[Information supplied — start]

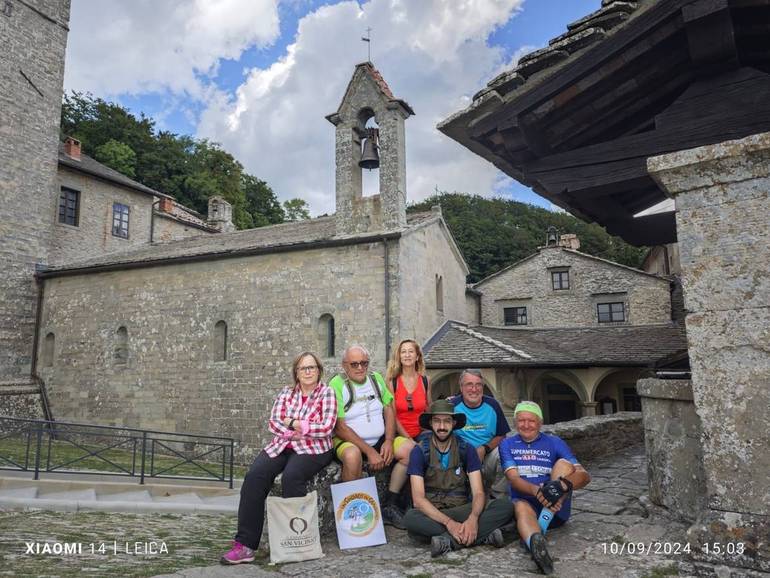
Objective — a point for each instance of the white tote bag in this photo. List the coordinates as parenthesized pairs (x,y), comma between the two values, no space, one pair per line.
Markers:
(292,527)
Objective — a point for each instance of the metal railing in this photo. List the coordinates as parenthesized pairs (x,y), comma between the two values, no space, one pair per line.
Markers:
(37,446)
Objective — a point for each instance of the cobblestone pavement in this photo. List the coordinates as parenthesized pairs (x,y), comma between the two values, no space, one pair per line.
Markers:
(611,512)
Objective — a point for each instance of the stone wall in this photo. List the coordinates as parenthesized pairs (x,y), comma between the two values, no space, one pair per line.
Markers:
(21,401)
(723,200)
(34,37)
(672,435)
(93,235)
(167,229)
(597,436)
(171,378)
(591,281)
(425,255)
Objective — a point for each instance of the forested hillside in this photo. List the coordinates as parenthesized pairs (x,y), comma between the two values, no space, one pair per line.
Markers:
(493,233)
(189,169)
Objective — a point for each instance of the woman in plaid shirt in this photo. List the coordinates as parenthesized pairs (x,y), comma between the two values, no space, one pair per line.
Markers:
(302,419)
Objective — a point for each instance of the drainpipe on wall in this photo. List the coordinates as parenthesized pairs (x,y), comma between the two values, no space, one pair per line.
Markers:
(152,219)
(387,299)
(47,413)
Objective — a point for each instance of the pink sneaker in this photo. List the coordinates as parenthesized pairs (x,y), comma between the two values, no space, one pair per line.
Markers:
(238,554)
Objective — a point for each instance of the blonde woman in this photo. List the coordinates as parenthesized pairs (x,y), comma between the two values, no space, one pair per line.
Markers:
(409,385)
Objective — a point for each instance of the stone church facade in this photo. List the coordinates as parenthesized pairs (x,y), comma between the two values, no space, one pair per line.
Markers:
(198,334)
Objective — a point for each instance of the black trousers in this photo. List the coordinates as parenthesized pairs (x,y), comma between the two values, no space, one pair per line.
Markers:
(297,470)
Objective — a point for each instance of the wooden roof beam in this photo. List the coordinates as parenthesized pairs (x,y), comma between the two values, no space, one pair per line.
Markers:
(710,36)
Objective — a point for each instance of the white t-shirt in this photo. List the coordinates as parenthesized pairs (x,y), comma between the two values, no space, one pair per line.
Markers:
(365,415)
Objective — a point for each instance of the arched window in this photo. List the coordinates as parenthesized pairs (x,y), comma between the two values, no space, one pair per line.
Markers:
(327,334)
(121,345)
(220,341)
(48,350)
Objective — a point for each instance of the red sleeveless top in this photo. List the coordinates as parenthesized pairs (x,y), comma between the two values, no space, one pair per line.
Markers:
(419,402)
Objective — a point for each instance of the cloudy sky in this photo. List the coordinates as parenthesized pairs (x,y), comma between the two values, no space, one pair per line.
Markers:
(258,76)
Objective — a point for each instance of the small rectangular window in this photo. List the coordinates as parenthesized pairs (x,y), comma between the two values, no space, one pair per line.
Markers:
(69,206)
(611,312)
(560,280)
(120,220)
(515,315)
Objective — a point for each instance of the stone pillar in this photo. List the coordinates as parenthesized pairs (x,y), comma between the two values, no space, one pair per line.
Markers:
(588,408)
(672,437)
(723,230)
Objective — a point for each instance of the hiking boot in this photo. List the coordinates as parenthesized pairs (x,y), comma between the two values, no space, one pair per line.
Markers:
(540,553)
(495,538)
(238,554)
(440,545)
(393,516)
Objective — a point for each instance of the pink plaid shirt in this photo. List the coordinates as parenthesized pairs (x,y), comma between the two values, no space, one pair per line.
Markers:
(317,417)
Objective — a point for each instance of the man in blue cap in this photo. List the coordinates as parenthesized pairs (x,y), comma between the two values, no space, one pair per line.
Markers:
(542,471)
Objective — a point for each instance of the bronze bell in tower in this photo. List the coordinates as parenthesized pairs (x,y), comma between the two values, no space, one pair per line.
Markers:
(370,158)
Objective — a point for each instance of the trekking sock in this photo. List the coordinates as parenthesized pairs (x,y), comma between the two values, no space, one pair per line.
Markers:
(544,519)
(391,498)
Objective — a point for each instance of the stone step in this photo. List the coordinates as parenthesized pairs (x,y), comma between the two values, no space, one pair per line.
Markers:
(223,500)
(28,492)
(76,495)
(185,497)
(130,496)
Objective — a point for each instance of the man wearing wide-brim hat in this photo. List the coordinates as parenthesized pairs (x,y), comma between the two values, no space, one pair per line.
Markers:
(450,508)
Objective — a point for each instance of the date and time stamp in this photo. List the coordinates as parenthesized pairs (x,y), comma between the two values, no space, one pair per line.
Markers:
(155,548)
(671,548)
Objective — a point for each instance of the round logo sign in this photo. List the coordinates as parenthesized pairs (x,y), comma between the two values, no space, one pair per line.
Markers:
(298,525)
(358,514)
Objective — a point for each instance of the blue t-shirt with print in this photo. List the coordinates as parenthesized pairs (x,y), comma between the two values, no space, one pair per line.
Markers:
(482,423)
(534,461)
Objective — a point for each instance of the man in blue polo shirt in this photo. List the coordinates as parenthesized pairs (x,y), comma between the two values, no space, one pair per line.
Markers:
(542,472)
(485,427)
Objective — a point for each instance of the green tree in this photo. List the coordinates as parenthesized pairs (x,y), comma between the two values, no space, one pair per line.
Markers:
(494,233)
(296,210)
(118,156)
(261,202)
(191,170)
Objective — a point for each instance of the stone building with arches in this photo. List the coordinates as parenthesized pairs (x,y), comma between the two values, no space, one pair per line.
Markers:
(569,330)
(198,334)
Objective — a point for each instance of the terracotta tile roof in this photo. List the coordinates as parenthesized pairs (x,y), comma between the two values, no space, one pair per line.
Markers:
(457,345)
(375,74)
(303,234)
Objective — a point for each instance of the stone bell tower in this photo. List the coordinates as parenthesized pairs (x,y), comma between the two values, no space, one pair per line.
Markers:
(368,97)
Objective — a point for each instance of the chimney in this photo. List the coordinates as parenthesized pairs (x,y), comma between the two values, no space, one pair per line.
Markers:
(570,241)
(220,215)
(72,148)
(166,205)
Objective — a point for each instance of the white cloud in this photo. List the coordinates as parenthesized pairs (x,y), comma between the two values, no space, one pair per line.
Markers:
(138,46)
(433,54)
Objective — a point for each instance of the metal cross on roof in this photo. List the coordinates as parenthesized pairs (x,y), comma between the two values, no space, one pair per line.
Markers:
(368,40)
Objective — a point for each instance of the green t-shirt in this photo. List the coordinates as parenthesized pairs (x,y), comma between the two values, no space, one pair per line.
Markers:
(338,385)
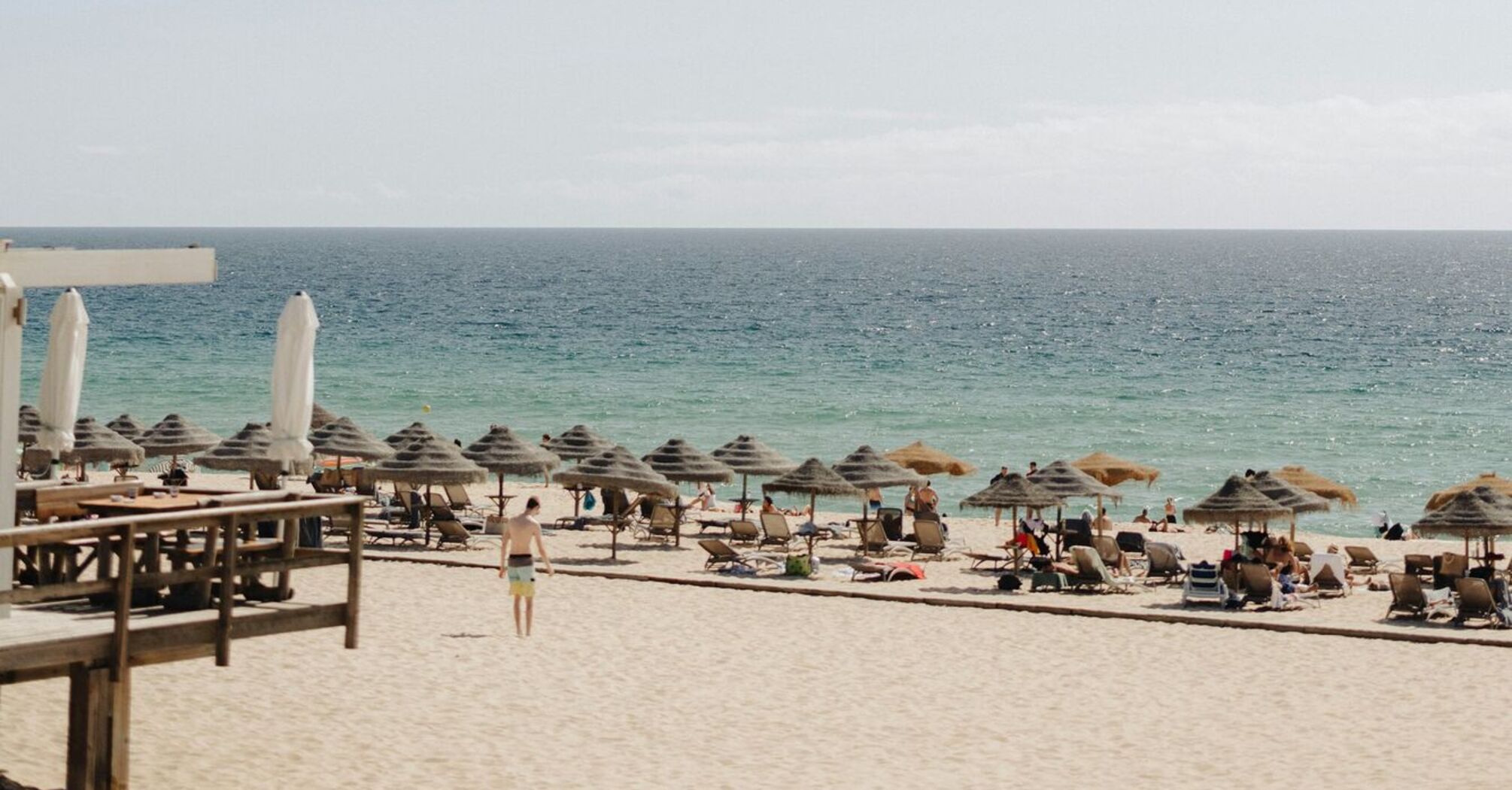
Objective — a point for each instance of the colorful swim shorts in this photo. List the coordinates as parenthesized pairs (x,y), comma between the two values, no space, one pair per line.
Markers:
(522,580)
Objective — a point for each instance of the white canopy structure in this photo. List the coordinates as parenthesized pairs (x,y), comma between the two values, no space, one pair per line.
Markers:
(22,269)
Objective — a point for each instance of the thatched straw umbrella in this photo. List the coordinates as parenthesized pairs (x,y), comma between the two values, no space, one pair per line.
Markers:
(817,480)
(1070,483)
(1112,469)
(618,468)
(1307,480)
(929,460)
(341,438)
(748,456)
(176,436)
(428,462)
(681,462)
(28,423)
(578,442)
(320,415)
(1286,494)
(1482,512)
(865,468)
(127,426)
(504,453)
(408,435)
(1236,501)
(247,451)
(1489,480)
(93,444)
(1015,492)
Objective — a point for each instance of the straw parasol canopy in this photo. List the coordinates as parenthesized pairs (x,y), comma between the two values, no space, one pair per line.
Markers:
(176,436)
(430,460)
(618,468)
(1013,491)
(814,479)
(1479,512)
(29,423)
(1112,469)
(1307,480)
(320,415)
(748,456)
(871,469)
(247,451)
(681,462)
(94,444)
(1070,483)
(504,453)
(344,439)
(1286,494)
(127,426)
(929,460)
(578,442)
(413,433)
(1237,500)
(1489,480)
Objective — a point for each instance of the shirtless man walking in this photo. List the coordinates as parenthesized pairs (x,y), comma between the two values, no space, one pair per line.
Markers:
(518,564)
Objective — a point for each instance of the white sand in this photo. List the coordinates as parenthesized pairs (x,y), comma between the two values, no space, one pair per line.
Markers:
(646,685)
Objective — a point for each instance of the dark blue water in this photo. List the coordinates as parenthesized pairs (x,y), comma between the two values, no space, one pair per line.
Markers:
(1381,359)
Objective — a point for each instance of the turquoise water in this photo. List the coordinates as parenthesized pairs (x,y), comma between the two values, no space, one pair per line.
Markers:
(1380,359)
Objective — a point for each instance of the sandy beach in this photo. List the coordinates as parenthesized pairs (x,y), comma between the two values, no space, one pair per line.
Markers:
(654,685)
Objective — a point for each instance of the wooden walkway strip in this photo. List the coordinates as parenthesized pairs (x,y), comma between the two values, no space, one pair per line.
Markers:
(1420,636)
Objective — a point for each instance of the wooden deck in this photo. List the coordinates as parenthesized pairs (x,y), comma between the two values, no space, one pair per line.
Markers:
(97,631)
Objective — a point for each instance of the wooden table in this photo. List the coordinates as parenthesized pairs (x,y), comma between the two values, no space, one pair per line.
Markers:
(141,506)
(502,500)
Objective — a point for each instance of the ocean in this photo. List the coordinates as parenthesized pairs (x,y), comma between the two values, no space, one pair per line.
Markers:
(1381,359)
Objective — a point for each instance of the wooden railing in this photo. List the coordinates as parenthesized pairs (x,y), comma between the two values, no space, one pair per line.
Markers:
(220,558)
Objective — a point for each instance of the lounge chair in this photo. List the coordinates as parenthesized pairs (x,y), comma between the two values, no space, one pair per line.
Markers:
(1164,567)
(1419,565)
(459,500)
(1091,573)
(744,532)
(1410,598)
(1204,586)
(451,533)
(1476,603)
(776,530)
(873,541)
(931,541)
(724,556)
(1450,567)
(1329,576)
(661,524)
(1258,586)
(1130,544)
(1363,559)
(1109,550)
(891,519)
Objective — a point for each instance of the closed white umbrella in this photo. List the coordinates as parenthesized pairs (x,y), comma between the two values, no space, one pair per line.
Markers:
(293,380)
(62,374)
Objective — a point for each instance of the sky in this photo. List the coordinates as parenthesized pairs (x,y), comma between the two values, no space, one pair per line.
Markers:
(758,114)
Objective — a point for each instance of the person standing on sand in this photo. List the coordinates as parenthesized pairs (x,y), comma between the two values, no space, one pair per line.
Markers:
(518,564)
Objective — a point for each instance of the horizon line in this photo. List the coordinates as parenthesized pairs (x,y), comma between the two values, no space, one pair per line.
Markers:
(797,227)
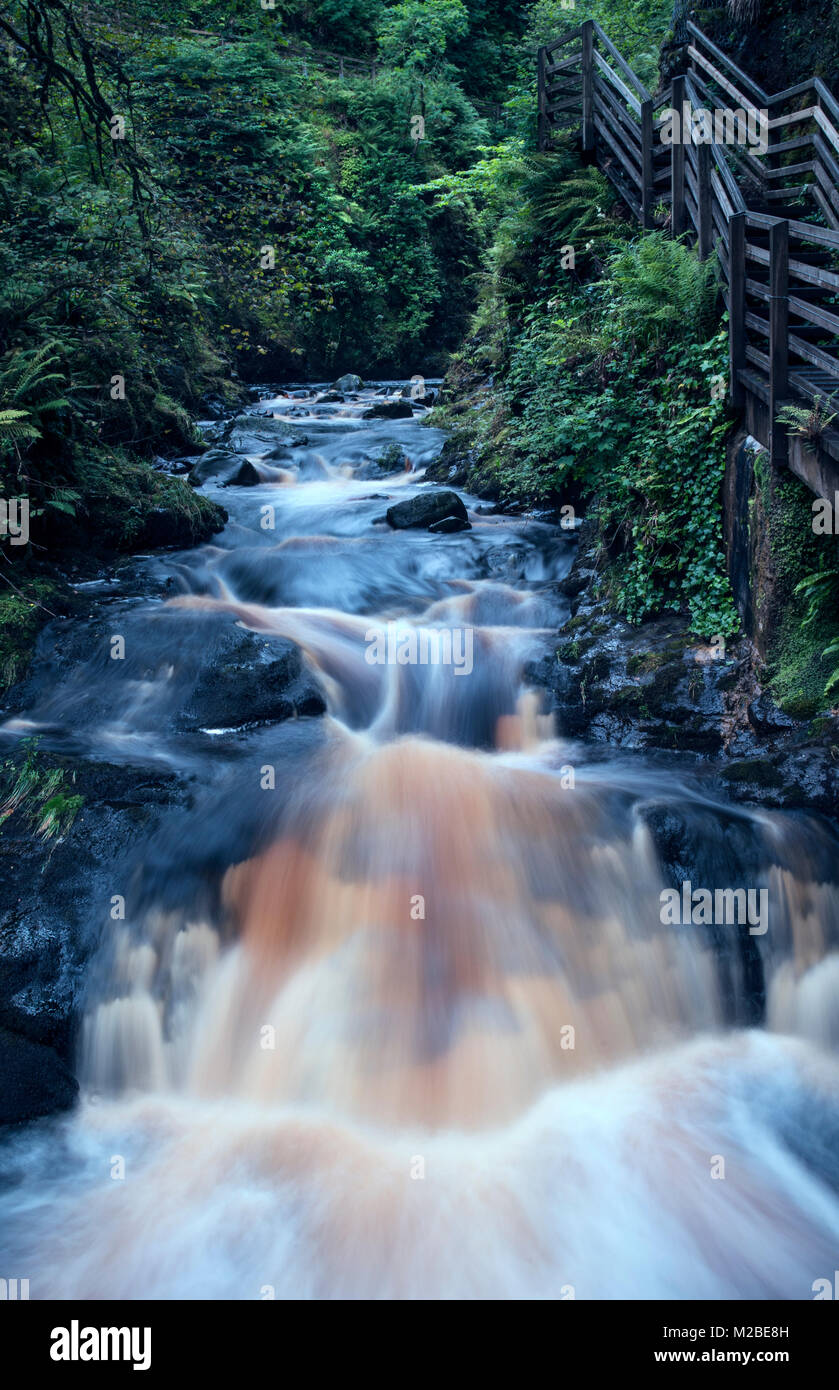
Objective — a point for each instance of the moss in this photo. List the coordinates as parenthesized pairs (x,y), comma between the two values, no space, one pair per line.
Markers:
(629,698)
(129,505)
(798,670)
(728,681)
(571,652)
(597,669)
(21,617)
(757,772)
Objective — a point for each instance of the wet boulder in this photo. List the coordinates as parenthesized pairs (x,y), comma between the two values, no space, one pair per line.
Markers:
(389,410)
(427,508)
(214,466)
(246,476)
(446,526)
(35,1080)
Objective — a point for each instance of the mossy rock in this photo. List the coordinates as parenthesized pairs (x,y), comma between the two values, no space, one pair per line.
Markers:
(642,663)
(757,772)
(572,652)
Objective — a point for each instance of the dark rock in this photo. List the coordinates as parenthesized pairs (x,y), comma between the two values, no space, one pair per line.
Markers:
(35,1080)
(447,524)
(250,683)
(388,410)
(766,717)
(427,508)
(217,466)
(246,476)
(417,395)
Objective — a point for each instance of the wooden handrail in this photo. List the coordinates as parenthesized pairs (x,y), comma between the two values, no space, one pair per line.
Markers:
(721,193)
(743,77)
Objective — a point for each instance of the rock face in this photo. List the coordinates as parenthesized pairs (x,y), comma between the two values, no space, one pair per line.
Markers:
(389,410)
(425,509)
(35,1080)
(217,466)
(446,526)
(222,676)
(54,897)
(53,905)
(249,681)
(654,687)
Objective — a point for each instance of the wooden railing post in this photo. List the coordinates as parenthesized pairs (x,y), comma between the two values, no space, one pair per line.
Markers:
(648,191)
(736,305)
(588,85)
(542,88)
(706,225)
(677,161)
(778,338)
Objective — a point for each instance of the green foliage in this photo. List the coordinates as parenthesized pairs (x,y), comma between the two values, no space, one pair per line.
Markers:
(24,609)
(607,381)
(810,423)
(663,291)
(416,34)
(38,792)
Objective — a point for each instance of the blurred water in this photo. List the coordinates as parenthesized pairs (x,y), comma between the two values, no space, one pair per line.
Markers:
(409,1023)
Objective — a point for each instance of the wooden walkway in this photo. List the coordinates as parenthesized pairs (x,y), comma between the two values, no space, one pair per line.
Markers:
(771,216)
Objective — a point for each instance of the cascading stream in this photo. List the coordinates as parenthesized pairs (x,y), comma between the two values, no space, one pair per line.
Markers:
(396,1014)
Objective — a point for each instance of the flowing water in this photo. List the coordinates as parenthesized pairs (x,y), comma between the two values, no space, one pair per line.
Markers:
(393,1012)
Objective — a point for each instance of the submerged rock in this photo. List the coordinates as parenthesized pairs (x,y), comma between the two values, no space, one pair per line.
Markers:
(449,524)
(427,508)
(389,410)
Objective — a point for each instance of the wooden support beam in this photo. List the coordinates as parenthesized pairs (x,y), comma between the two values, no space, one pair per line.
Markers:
(542,95)
(778,338)
(677,164)
(736,303)
(706,223)
(588,86)
(648,193)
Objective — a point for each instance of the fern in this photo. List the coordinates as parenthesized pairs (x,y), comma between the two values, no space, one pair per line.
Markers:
(14,424)
(809,423)
(664,292)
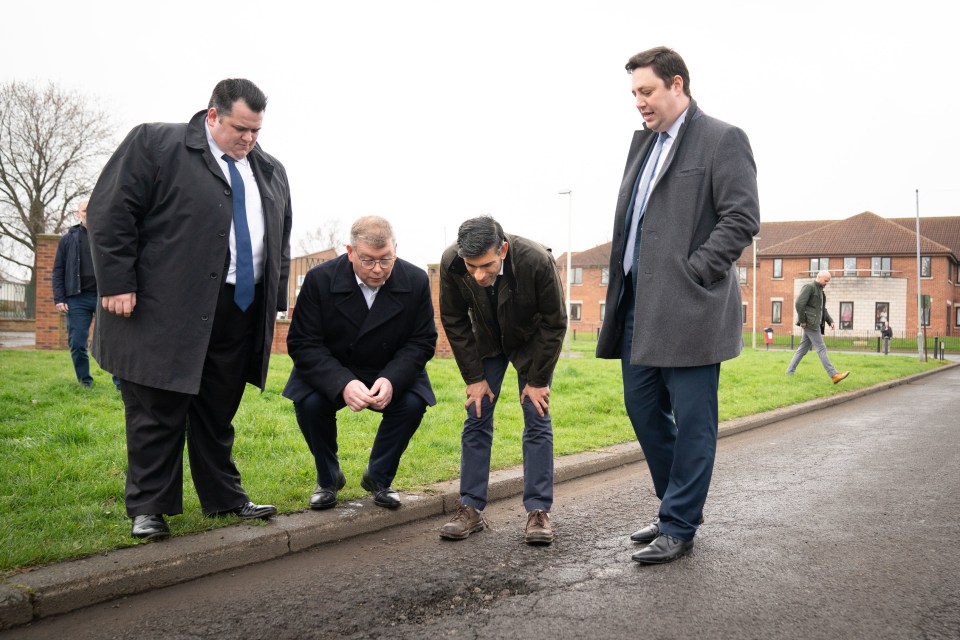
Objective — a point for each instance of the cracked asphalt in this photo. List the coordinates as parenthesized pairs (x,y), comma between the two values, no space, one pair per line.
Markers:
(840,523)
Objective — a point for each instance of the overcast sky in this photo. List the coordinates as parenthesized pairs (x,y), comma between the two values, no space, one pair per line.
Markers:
(429,113)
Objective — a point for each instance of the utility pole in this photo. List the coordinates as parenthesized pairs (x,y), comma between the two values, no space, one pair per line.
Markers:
(919,296)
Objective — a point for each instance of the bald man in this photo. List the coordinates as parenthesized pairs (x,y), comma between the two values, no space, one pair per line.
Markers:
(812,316)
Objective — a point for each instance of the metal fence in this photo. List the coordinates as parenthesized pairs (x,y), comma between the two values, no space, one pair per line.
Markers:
(16,301)
(847,340)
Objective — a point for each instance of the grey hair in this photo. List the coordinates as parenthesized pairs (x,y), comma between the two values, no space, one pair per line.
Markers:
(374,231)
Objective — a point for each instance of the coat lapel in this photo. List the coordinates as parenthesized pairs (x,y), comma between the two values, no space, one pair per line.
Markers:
(389,301)
(346,294)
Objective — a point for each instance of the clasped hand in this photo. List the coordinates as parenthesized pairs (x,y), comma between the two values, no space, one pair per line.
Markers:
(359,397)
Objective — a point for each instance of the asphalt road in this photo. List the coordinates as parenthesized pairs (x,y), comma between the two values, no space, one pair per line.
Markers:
(841,523)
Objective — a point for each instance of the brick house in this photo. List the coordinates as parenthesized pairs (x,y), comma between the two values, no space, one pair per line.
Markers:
(873,262)
(588,287)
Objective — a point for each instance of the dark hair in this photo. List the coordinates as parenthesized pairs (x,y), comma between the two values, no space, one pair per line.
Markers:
(479,235)
(230,90)
(666,63)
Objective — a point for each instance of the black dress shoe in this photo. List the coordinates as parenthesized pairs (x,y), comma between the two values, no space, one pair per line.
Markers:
(326,497)
(663,549)
(382,496)
(150,527)
(647,534)
(249,511)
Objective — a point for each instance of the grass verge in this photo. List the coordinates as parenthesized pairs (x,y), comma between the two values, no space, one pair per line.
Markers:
(64,452)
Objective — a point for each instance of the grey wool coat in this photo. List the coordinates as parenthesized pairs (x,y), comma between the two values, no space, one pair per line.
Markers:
(702,212)
(159,222)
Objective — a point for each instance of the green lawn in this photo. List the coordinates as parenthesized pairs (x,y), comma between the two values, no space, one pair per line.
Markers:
(61,484)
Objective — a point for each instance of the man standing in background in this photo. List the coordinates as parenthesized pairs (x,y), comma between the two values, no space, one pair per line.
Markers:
(75,293)
(812,317)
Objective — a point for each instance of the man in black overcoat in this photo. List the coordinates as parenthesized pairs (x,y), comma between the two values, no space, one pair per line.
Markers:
(190,229)
(361,335)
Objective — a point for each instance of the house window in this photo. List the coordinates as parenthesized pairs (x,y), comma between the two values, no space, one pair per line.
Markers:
(819,264)
(846,315)
(882,315)
(880,266)
(850,266)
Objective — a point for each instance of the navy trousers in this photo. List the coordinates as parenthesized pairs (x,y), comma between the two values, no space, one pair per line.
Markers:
(476,442)
(674,413)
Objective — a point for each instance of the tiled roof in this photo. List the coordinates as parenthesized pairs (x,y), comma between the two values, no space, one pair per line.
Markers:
(944,230)
(865,234)
(861,235)
(599,256)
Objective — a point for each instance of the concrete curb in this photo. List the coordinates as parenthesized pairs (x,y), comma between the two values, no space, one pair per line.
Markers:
(67,586)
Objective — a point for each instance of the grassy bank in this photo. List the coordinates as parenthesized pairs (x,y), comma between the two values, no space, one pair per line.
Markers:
(63,447)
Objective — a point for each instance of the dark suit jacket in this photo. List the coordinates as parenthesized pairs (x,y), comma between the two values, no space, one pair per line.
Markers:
(334,338)
(159,222)
(702,212)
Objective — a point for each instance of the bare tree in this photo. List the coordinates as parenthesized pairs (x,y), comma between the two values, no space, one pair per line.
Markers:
(329,235)
(51,144)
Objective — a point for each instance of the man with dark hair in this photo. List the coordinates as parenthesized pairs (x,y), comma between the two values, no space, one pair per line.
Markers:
(75,293)
(361,335)
(190,228)
(688,207)
(501,301)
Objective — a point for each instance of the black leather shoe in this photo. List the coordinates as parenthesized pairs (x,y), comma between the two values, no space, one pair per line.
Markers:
(663,549)
(382,496)
(647,534)
(249,511)
(150,527)
(326,497)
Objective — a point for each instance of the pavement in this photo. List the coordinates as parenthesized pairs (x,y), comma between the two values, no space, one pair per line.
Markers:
(59,588)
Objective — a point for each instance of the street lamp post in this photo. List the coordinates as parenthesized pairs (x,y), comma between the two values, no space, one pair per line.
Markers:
(569,194)
(753,286)
(920,344)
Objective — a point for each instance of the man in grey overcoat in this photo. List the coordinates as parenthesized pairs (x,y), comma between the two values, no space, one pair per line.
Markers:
(190,229)
(688,207)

[Information supplied — finish]

§ Problem description: Going through the records above, count the lines that hold the string "plaid" and give only the total.

§ Solution to this task: 2